**Directions for this task**
Tally the lines of the records that contain the word "paved" and give only that number.

**Source records**
===

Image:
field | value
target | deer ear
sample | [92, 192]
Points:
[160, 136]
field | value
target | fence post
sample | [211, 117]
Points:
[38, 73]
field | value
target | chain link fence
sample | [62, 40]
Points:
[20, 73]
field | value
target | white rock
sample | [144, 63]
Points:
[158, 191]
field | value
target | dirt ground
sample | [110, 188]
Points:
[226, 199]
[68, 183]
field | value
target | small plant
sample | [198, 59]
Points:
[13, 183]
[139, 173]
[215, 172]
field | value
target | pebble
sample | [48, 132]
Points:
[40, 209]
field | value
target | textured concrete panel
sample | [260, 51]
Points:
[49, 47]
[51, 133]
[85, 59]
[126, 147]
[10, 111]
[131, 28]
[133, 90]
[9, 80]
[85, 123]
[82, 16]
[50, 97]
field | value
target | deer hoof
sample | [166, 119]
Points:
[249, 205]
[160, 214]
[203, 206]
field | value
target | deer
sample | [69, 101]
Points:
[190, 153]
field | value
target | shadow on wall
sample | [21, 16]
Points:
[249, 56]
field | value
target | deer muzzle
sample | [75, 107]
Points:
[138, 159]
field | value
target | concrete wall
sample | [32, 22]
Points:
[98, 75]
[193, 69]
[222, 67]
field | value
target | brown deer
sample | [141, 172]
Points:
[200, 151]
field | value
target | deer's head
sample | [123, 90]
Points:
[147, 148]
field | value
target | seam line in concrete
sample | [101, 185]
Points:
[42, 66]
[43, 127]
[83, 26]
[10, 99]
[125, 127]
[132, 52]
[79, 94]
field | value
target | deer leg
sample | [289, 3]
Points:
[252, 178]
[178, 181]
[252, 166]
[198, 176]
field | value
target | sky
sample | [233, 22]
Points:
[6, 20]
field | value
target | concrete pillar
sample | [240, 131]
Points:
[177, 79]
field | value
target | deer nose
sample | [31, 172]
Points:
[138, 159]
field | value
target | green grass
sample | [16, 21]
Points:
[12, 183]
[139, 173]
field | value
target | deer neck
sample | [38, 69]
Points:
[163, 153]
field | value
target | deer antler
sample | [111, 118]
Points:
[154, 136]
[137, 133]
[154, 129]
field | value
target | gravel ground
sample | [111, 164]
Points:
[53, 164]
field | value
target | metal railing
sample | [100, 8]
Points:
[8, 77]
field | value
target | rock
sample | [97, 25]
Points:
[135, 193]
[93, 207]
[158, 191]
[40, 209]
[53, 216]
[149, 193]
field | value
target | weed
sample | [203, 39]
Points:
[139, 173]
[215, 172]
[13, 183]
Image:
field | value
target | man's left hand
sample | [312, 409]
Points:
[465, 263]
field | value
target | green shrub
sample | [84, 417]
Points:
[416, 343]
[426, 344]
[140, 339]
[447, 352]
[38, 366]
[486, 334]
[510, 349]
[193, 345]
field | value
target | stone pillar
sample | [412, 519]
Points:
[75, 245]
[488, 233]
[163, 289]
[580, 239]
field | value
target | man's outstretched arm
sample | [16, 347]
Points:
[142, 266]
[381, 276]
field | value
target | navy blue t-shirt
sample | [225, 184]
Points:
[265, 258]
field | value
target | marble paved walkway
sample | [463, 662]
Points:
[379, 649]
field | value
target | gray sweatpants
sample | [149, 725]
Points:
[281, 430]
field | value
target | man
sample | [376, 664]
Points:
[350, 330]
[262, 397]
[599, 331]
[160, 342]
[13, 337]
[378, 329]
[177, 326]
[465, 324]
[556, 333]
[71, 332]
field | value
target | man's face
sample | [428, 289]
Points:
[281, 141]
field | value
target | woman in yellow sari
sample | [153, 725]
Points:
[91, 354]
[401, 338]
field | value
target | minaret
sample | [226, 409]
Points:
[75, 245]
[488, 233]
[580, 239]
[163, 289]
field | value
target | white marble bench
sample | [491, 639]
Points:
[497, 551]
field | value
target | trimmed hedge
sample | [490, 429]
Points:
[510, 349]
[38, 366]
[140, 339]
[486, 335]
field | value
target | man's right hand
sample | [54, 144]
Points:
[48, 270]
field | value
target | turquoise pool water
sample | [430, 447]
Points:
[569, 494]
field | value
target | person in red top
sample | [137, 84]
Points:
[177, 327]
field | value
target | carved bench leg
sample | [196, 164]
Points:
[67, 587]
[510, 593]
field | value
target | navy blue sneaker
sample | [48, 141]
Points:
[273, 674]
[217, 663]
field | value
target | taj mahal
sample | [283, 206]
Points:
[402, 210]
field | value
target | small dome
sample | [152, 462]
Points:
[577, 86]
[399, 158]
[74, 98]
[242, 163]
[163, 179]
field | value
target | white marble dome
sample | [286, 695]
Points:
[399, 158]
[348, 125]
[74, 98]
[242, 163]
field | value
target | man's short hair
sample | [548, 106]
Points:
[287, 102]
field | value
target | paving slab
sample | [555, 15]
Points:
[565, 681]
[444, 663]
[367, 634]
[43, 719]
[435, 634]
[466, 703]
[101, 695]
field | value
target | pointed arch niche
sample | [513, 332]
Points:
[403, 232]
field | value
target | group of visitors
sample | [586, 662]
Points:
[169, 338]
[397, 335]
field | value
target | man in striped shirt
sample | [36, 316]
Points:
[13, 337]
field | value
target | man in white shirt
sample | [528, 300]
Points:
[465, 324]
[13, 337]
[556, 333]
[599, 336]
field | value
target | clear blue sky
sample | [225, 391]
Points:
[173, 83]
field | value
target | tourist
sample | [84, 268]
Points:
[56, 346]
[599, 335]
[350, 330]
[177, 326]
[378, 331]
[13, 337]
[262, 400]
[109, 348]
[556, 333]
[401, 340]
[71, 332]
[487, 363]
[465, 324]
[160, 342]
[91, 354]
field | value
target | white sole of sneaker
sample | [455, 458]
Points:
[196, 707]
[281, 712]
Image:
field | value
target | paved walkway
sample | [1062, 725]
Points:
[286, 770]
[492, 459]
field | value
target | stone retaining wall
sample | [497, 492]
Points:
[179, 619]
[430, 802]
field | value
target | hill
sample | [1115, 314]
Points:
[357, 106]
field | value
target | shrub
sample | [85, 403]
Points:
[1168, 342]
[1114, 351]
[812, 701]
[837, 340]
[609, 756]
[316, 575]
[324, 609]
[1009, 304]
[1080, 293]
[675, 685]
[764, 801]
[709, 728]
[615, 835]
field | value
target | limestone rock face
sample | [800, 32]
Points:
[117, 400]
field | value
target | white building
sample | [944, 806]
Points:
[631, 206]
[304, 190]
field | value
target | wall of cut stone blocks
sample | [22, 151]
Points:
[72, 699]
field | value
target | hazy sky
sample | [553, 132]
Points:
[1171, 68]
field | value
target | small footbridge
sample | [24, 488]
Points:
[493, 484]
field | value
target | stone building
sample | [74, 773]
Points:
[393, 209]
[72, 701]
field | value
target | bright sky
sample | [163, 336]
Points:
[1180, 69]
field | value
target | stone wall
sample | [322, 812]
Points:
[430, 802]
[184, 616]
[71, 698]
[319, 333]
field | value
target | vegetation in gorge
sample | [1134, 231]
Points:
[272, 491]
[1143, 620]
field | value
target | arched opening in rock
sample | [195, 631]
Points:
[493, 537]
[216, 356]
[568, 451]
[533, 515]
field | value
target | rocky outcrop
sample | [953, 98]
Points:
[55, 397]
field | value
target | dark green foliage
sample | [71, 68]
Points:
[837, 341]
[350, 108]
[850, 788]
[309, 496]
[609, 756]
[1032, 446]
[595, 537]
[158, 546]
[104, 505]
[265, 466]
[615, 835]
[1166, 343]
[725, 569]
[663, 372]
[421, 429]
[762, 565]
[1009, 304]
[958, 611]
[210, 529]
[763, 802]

===

**The result**
2